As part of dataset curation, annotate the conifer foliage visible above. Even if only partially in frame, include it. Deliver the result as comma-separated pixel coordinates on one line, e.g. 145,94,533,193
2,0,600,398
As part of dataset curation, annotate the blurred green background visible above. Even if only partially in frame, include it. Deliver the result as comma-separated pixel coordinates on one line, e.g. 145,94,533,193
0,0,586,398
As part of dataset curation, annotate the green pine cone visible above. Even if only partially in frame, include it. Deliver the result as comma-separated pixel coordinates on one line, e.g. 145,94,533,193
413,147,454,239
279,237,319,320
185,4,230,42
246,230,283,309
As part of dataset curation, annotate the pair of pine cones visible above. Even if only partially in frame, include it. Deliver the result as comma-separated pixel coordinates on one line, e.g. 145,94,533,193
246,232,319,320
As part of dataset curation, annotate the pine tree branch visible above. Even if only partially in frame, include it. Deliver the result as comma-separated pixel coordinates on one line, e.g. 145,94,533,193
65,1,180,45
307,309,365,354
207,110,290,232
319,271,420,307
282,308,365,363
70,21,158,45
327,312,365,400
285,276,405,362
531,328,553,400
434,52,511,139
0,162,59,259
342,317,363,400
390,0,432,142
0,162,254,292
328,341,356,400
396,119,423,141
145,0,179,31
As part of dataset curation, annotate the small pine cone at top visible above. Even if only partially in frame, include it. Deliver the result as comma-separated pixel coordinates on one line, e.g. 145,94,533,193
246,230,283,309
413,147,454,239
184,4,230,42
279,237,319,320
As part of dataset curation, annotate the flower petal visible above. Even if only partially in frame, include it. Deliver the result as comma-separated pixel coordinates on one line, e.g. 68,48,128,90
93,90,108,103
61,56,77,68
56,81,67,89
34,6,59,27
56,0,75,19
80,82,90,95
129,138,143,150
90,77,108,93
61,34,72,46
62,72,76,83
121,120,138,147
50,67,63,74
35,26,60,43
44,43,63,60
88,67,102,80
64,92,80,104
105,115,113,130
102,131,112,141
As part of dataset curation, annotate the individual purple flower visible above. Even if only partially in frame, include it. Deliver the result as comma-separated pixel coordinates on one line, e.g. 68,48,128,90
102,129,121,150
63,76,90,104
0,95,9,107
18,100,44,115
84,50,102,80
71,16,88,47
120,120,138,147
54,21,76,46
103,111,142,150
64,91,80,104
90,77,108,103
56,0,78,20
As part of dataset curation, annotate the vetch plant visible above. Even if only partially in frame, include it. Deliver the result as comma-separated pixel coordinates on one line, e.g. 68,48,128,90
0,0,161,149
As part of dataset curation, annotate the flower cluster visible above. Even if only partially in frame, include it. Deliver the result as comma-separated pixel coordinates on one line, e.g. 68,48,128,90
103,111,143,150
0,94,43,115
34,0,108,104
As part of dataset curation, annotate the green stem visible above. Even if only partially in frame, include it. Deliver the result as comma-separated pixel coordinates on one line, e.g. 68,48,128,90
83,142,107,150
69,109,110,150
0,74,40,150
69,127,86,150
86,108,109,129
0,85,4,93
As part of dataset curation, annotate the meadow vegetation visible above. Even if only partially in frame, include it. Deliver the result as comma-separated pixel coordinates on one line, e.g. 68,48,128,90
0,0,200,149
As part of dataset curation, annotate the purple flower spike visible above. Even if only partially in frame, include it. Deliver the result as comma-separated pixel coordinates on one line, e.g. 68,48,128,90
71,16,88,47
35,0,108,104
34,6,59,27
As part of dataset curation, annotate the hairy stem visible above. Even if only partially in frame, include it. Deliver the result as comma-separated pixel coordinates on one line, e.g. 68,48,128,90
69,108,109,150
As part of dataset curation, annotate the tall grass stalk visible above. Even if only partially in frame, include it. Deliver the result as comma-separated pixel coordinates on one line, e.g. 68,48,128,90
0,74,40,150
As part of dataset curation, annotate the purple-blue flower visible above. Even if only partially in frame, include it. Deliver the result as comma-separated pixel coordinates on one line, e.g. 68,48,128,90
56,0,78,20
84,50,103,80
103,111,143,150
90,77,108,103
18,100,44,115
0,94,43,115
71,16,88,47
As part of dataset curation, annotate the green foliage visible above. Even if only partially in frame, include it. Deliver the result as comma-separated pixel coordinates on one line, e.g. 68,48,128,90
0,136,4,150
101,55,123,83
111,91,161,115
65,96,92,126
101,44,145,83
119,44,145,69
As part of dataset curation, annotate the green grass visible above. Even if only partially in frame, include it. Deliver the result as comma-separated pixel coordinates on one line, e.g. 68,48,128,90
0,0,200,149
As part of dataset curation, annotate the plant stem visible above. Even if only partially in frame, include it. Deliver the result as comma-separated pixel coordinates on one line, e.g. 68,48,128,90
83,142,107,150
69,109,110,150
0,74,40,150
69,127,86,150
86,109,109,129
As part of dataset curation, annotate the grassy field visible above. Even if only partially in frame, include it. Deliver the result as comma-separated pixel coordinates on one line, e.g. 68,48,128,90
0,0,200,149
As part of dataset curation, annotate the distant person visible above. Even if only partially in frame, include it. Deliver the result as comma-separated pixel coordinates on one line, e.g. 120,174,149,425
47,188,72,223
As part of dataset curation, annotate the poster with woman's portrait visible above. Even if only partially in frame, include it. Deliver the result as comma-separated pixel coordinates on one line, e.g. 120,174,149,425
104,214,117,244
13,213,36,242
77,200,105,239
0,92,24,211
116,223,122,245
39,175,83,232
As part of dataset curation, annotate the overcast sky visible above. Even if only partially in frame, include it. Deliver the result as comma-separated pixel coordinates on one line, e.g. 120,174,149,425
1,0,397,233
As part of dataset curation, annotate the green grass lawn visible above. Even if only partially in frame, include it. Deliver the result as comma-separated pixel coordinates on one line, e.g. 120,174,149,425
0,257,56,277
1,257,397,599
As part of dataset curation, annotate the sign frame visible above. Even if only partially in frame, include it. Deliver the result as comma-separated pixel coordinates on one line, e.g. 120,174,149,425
::::::::::
▸ Exercise prompt:
Could you restate every record word for word?

▸ Worked solution:
As part of dataset curation, annotate the conifer foliage visible above. Even if only partially in frame, include it. Deliver the result as comma-separated pixel coordinates on one line, e.g. 145,94,533,193
2,0,600,398
As part of dataset curation, annotate the blurred green background visible above. Even if only partially in frame, include it. Deliver the result as comma-separated pixel coordinates on one line, e.g. 145,94,533,193
0,0,586,398
As part of dataset curation, annotate the green pine cone visible above. Even if only partially in frame, include it. Deliver the result as comma-separated pixel coordinates on one line, e.g. 145,94,533,193
413,147,454,239
279,237,319,320
185,4,230,42
246,230,283,309
As part of dataset curation, annotate the pair of pine cones visible above. Even if only partially in frame, include it. Deliver the result as comma-separated pixel coordinates on one line, e.g. 145,94,533,193
246,232,319,320
As part of dataset curation, annotate the pine tree branch visible above. Even if only partially in frame, include it. Deliver the result as comma-separated pixel coordinates on one line, e.g. 145,94,533,193
65,1,180,45
307,309,365,354
207,110,290,232
319,271,420,307
282,308,365,363
70,21,158,45
327,312,365,400
285,276,405,362
531,328,553,400
434,52,511,139
0,162,59,259
342,317,363,400
390,0,432,142
0,162,254,292
328,341,356,400
396,119,423,141
145,0,179,31
As part of dataset curation, annotate the small pine cone at top visible above. Even if only partially in frame, include it. Deliver the result as comma-separated pixel coordinates on one line, e.g. 145,94,533,193
246,230,283,309
413,147,454,239
184,4,230,42
279,237,319,320
As part of dataset curation, annotate the flower petal visible above. Even if only partially in frame, include it. Deliver the result as comma-separated pixel coordinates on one line, e.g. 68,48,128,90
93,90,108,103
61,56,77,68
56,81,67,89
34,6,59,27
56,0,75,19
80,82,90,95
129,138,143,150
90,77,108,93
61,34,72,46
62,72,76,83
121,120,138,147
50,67,63,74
35,26,60,43
44,43,63,60
88,67,102,80
64,92,80,104
105,115,113,130
102,131,112,141
As part of dataset curation, annotate the individual purple flower visible above. Even if only partially in frame, include it. Deliver the result as comma-separated pixel coordinates on one line, e.g. 68,48,128,90
102,129,121,150
63,76,90,104
0,95,9,107
18,100,44,115
84,50,102,80
71,16,88,47
120,120,138,147
54,21,76,46
103,111,142,150
64,91,80,104
90,77,108,103
56,0,78,20
As part of dataset curation, annotate the vetch plant visible above. Even if only partially in frame, include it. Deliver the result as comma-separated pixel coordinates on one line, e.g. 68,48,128,90
0,0,161,149
As part of dataset curation, annotate the flower cluster visible above. Even if only partially in frame, include it. Deliver the result as comma-separated pixel coordinates on one line, e.g. 68,48,128,90
103,111,143,150
0,94,43,115
34,0,108,104
As part of dataset curation, annotate the green stem visible above. Even if only partially in frame, include it. Deliver the result as comma-separated pixel coordinates on one line, e.g. 68,48,128,90
83,142,107,150
69,109,110,150
0,74,40,150
69,127,86,150
86,108,109,129
0,85,4,93
As part of dataset curation, annotate the meadow vegetation visible above. Even if only partially in frame, include it. Deliver the result as comma-separated pixel coordinates on one line, e.g. 68,48,128,90
0,0,200,149
As part of dataset curation, annotate the purple flower spike visible above. Even if only partially in frame, include it. Deliver the result as comma-separated pixel coordinates on one line, e.g. 68,48,128,90
71,16,88,47
35,0,108,104
34,6,59,27
As part of dataset curation, annotate the hairy stem visible above. Even if only partially in frame, include it. Deliver the result as comma-separated pixel coordinates on one line, e.g. 68,48,128,90
69,108,109,150
As part of dataset curation, annotate the tall grass stalk visible above. Even if only partially in frame, include it. Deliver the result as comma-separated pixel coordinates on one line, e.g. 68,48,128,90
0,74,40,150
As part of dataset curation, annotate the purple-blue flower visible above. Even if only partially in frame, include it. Deliver the result as comma-separated pixel coordinates on one line, e.g. 68,48,128,90
56,0,78,20
84,50,103,80
103,111,143,150
90,77,108,103
18,100,44,115
0,94,43,115
71,16,88,47
As part of dataset curation, annotate the green foliage visible above. Even if only partially in frame, include it. Deliver the result as comma-separated pixel coordinates on one line, e.g. 68,48,128,90
0,136,4,150
101,55,123,83
111,91,161,115
65,96,92,126
101,44,145,83
119,44,145,69
As part of dataset curation, annotate the green grass visible above. Even if only partially in frame, include it. Deliver the result as comma-separated pixel coordinates on one line, e.g. 68,48,128,90
0,0,200,149
As part of dataset curation, annotate the plant stem visible above. Even if only partially in frame, include it. Deliver the result as comma-separated pixel coordinates on one line, e.g. 68,48,128,90
83,142,107,150
69,109,110,150
0,74,40,150
69,127,86,150
86,109,109,129
As part of dataset curation, annotate the grassy field visible above. Even if only partially in frame, include it. Deliver the result as comma-separated pixel coordinates on one line, e.g. 68,48,128,90
0,0,200,149
As part of dataset curation, annotate the distant person visible above. Even if only partially in frame, include it. Deliver the result as comma-separated pixel coordinates on one line, e.g. 120,174,149,425
47,188,72,223
As part of dataset curation, annotate the poster with woman's portrait visible above. Even if only partially in frame, include it. Deliver the result as comma-separated pixel coordinates on one line, e.g. 120,174,149,425
104,214,117,244
13,213,36,242
77,200,105,239
0,92,24,211
116,223,122,245
39,175,83,232
As part of dataset curation, annotate the overcast sky visible above. Even if only partially in frame, include it. Deliver the result as comma-separated pixel coordinates on one line, e.g. 120,174,149,425
1,0,397,233
As part of dataset curation, annotate the green grass lawn visible above. Even if only partially in frame, include it. Deliver the result as comma-separated pixel coordinates on one line, e.g. 120,174,149,425
0,257,56,277
1,257,397,599
As part of dataset curation, annotate the sign frame visible above. Even if only partially in frame, include it. Deliver the result as comma-separated pixel coordinates on one line, e.g. 120,174,149,425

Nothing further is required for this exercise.